NEW YORK (360Dx) — Kephera Diagnostics announced today that it has received a $599,316 grant from the National Institutes of Health to demonstrate the feasibility of an investigational point-of-care test for Chagas disease.
Chagas disease is caused by the parasite Trypanosoma cruzi and, if left untreated, can cause cardiac and intestinal complications including fatal cardiomyopathy. Transmitted by insects only found in the Americas, T. cruzi infection affects an estimated 8 million people in Mexico, Central America, and South America.
Kephera's test is based on trypanosomal excreted/secreted antigen (TESA), a semi-purified native protein preparation from cultured T. cruzi, and uses a proprietary purification procedure that enriches and concentrates the antigenic component of TESA to make it suitable for use in a lateral flow assay format.
Kephera said in the grant's abstract that it has already created a prototype assay with greater analytical sensitivity than existing Chagas tests. The prototype also has broad detection of T. cruzi infections across Latin America.
Framingham, Massachusetts-based Kephera said it will use the two-year Phase I Small Business Innovation Research grant to develop and demonstrate a complete, portable TESA-based lateral flow assay suitable capable of producing results within 15 minutes in either a field or clinical setting.
Pending positive results, the company said it will apply for a Phase II SBIR grant to support the regulatory approval and commercial launch of the test.

Free-text descriptions of objects:
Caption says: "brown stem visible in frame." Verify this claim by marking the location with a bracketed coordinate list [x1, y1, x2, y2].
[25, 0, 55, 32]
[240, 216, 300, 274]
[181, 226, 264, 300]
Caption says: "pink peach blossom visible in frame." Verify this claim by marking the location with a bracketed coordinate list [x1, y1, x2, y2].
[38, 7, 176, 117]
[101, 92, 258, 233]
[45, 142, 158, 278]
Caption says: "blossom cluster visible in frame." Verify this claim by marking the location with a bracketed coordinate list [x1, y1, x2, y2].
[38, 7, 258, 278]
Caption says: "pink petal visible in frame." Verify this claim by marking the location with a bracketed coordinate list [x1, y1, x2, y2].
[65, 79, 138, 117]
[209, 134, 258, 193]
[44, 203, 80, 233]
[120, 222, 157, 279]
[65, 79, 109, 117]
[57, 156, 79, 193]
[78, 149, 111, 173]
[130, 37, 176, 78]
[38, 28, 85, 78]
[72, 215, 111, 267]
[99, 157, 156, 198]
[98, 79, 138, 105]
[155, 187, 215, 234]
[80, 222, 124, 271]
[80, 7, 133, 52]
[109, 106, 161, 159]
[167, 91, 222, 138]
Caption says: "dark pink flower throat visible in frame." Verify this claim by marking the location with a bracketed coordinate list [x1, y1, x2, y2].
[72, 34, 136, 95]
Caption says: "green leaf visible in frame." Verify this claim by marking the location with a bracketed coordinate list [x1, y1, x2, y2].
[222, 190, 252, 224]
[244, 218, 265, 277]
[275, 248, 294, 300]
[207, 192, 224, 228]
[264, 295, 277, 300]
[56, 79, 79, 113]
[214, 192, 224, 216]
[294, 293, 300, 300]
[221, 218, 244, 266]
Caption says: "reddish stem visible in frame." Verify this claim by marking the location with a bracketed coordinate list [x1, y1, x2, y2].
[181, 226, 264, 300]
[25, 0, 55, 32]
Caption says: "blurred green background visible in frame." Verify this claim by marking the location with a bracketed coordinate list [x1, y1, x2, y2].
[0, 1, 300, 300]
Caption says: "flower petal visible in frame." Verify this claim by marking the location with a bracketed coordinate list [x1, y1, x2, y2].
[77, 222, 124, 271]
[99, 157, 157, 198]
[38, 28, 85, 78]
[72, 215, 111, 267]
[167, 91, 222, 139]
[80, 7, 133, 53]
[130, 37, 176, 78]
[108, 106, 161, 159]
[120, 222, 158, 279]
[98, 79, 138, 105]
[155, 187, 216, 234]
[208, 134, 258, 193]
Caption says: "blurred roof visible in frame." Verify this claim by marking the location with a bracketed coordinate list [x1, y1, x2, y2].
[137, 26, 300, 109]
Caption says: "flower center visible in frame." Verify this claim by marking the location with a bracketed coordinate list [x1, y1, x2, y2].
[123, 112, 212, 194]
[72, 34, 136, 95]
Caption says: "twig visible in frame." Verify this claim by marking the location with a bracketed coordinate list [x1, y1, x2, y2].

> _WHAT TO WORK ON_:
Reproduce word for word the passage of the Chagas test grant report that begins with the words containing "Pending positive results, the" and ends with "of the test.".

> _WRITTEN RESPONSE_:
Pending positive results, the company said it will apply for a Phase II SBIR grant to support the regulatory approval and commercial launch of the test.